THE EXERCISE = Add 101 to every coordinate in the answers of the material from the line with "Target: mulch" to the line with "(1078, 248)", and write out all of those lines again, requests included. Give only those lines.

DATA FOR THIS TASK =
****************************************
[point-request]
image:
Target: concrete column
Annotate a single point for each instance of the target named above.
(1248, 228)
****************************************
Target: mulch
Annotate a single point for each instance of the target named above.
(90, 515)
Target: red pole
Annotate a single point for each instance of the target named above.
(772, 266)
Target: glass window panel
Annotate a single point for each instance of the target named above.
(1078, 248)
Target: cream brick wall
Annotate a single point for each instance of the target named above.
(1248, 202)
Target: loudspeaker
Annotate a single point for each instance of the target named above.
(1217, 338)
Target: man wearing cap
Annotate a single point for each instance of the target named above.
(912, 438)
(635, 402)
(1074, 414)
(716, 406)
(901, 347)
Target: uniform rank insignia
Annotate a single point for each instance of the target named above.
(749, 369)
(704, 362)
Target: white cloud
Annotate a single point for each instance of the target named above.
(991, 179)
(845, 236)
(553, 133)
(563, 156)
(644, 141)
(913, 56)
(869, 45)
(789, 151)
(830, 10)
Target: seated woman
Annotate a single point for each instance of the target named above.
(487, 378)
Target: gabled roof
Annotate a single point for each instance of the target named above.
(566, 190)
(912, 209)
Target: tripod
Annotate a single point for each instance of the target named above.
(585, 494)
****************************************
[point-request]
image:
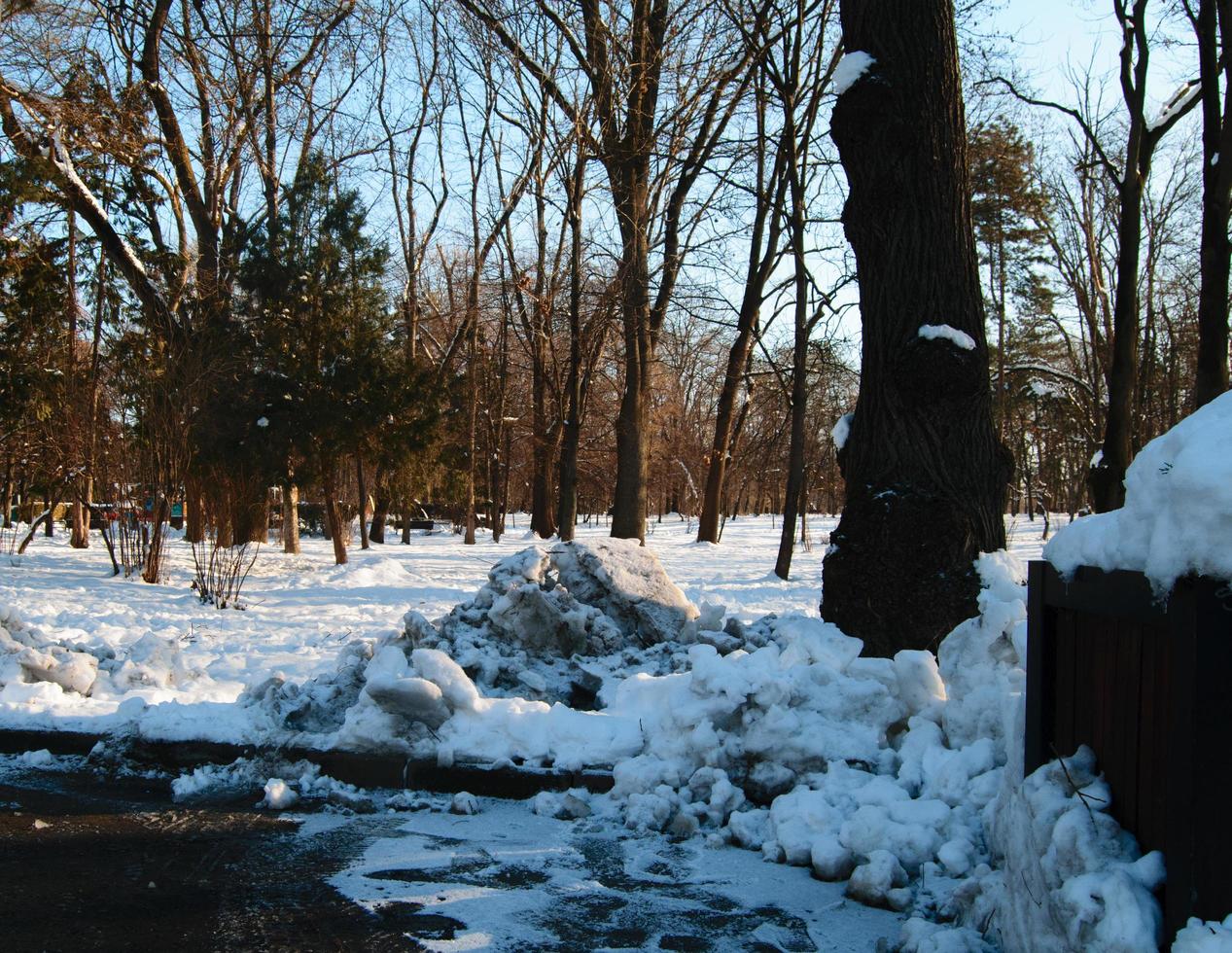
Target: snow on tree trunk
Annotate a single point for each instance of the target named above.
****************************************
RESULT OF THE TASK =
Target: mulch
Annotate a single point for each instance of the target named above.
(191, 616)
Target: red pole
Annotate a single point for each instance of the target named above.
(873, 367)
Target: glass window panel
Annotate a single point for each instance of the target named above.
(1179, 349)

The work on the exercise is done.